La rivalidad duró hasta la muerte de Cervantes y, parece que Lope y sus amigos Avellaneda, no dudaron en ponerle la zancadilla cuanto pudieron, hasta aquel mismo momento. Si bien existen casos más dramáticos causados por odios entre escritores, como el ocurrido entre Quevedo y Góngora, que ahora no vienen al caso, el presente, no es de los menores, precisamente a causa del nivel de brutalidad aportado por Lope de Vega; no lo olvidemos, caballero de Malta, sacerdote y familiar del santo oficio por añadidura

Cabe destacar pues, que en esta batalla, Cervantes asumió la parte más conciliadora, no dudando en referirse elogiosamente a Lope, en el Prólogo de sus Ocho Comedias y Ocho Entremeses:

Y entró luego el monstruo de naturaleza, el gran Lope de Vega y alzóse con la monarquía cómica. Avasalló y puso debajo de su jurisdicción a todos los farsantes; llenó el mundo de comedias propias, felices y bien razonadas..., reconociendo igualmente, que su rival había tenido la fortuna de ver estrenar todas sus comedias, algo que él no consiguió nunca.

Lope se convertiría, sin duda, en el autor más característico y solicitado de su época, en tanto que Cervantes será un español universal, con diferencia, por los rasgos hondamente humanos de sus obras que hacen de él, lo mismo que de Homero o Shakespeare, un hombre de todos los tiempos y de todos los países.

Las obras conservadas y reconocidas de Cervantes –además de ciertas atribuciones a las que no referiremos más adelante, son: 

La Numancia (1582)
El trato de Argel (1582)
La Galatea (1585)
El Ingenioso Hidalgo don Quijote de la Mancha (Primera parte, en 1605)

Novelas Ejemplares (1613):
   El Casamiento Engañoso
   La Gitanilla
   El amante liberal
   La española inglesa
   Riconete y Cortadillo
   Licenciado Vidriera
   La fuerza de la la sangre
   El celoso extremeño
   La ilustre fregona
   El Coloquio de los Perros
   La Señora Cornelia
   Las Dos Doncellas

Viaje al Parnaso (1614)
El Ingenioso Caballero don Quijote de la Mancha (Segunda Parte, 1615).

Ocho comedias (1615)

   El gallardo español
   Los baños de Argel
   La gran sultana doña Catalina de Oviedo
   La casa de los celos
   El laberinto de amor
   La entretenida
   El rufián dichoso
   Pedro de Urdemales

Y ocho entremeses nuevos, nunca representados (1615)

   El juez de los divorcios
   El rufián viudo llamado Trampagos
   La elección de los alcaldes de Daganzo
   La guarda cuidadosa
   El vizcaíno fingido
   El retablo de las maravillas
   La cueva de Salamanca
   El viejo celoso

Los trabajos de Persiles y Segismunda, historia septentrional -1617, publicación póstuma-.

***
Prólogo de “Avellaneda”

_Enunciado de tarea_
Reanude el pasaje sobre la rivalidad entre Cervantes y Lope de Vega desde el punto en que se interrumpe. Los registros no hacen falta para esta actividad.

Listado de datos

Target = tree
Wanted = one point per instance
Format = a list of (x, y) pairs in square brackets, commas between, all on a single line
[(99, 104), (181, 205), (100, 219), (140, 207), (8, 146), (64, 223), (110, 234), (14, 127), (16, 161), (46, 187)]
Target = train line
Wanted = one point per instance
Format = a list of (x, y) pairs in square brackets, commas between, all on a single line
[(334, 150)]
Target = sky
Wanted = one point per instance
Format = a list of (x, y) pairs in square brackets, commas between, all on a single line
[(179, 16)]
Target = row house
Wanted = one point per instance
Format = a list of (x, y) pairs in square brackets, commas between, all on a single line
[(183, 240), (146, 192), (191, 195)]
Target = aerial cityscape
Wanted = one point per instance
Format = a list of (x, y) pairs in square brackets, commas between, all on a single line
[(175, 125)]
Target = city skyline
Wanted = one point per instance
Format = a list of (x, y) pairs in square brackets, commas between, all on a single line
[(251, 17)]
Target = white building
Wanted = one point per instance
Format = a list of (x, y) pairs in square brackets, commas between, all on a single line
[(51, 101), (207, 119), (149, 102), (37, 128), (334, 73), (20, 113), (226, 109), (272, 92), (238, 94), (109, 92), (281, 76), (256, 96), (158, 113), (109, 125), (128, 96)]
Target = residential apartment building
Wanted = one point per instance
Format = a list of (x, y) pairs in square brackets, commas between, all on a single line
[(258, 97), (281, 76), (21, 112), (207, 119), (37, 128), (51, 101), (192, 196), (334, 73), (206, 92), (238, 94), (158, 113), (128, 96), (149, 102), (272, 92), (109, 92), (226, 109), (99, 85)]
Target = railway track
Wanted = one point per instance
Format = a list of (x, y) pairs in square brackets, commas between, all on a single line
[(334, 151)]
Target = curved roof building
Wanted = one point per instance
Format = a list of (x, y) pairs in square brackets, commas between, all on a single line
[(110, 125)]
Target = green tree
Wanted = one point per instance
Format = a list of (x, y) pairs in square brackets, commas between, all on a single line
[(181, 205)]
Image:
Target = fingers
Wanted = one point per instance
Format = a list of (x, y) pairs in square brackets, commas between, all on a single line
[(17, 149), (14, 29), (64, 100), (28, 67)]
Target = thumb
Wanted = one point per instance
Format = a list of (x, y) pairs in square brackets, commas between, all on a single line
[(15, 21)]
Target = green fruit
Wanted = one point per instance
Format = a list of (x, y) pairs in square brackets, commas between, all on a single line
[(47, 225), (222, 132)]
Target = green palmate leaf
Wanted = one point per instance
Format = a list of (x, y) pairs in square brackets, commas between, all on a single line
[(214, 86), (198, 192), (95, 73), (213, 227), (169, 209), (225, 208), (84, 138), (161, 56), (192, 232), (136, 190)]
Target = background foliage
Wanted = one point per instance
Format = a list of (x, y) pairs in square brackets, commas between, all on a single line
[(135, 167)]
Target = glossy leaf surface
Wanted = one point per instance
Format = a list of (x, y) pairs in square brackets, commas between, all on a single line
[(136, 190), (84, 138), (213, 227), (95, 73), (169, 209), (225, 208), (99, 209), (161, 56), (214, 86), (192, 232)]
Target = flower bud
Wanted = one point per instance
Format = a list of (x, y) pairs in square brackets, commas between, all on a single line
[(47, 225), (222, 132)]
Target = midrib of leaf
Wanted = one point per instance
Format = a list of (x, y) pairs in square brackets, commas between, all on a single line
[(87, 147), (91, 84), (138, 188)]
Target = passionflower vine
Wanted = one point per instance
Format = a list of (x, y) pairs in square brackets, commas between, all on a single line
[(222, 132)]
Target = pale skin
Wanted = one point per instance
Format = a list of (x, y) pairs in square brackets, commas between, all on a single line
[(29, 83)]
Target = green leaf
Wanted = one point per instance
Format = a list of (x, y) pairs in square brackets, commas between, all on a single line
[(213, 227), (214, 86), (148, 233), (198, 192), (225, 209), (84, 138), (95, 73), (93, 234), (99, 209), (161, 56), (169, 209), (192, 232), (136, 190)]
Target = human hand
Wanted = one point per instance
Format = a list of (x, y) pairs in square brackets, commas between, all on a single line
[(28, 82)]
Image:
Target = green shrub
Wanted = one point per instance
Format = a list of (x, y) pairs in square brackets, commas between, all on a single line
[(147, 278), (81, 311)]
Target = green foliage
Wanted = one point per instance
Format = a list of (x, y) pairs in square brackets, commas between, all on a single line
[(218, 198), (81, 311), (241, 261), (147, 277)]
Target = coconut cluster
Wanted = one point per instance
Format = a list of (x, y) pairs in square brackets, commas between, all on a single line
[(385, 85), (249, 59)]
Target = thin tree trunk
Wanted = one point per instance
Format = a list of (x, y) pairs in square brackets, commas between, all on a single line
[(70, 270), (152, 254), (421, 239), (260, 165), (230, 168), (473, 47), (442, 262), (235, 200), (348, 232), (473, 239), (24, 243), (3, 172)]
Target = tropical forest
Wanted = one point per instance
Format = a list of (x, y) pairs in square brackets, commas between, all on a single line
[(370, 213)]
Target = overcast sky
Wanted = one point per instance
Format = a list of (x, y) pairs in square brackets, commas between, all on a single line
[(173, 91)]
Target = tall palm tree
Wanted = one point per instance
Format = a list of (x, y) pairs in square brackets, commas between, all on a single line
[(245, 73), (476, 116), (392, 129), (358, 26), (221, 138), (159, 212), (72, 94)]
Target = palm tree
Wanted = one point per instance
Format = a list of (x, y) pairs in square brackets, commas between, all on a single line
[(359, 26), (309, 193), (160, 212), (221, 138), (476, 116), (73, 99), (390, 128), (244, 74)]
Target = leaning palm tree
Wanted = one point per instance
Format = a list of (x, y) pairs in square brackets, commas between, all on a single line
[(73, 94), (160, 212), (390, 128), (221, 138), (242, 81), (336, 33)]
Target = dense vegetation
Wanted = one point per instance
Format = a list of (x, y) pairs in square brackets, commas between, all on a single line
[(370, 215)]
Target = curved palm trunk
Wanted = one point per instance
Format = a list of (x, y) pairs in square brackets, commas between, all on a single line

_Resultado del ejercicio_
Como casi es comedia toda la historia de don Quijote de la Mancha, no puede ni debe ir sin prólogo; y así, sale al principio desta segunda parte de sus hazañas éste, menos cacareado y agresor de sus letores que el que a su primera parte puso Miguel de Cervantes Saavedra, y más humilde que el que segundó en sus Novelas, más satíricas que ejemplares, si bien no poco ingeniosas. No le parecerán a él lo son las razones desta historia, que se prosigue con la autoridad que él la comenzó y con la copia de fieles relaciones que a su mano llegaron; y digo mano, pues confiesa de sí que tiene sola una; y hablando tanto de todos, hemos de decir dél que, como soldado tan viejo en años cuanto mozo en bríos, tiene más lengua que manos. Pero quéjese de mi trabajo por la ganancia que le quito de su segunda parte, pues no podrá, por lo menos, dejar de confesar tenemos ambos un fin, que es desterrar la perniciosa lición de los vanos libros de caballerías, tan ordinaria en gente rústica y ociosa; si bien en los medios diferenciamos, pues él tomó por tales el ofender a mí, y particularmente a quien tan justamente celebran las naciones más estranjeras y la nuestra debe tanto, por haber entretenido honestísima y fecundamente tantos años los teatros de España con estupendas e inumerables comedias, con el rigor del arte que pide el mundo y con la seguridad y limpieza que de un ministro del Santo Oficio se debe esperar.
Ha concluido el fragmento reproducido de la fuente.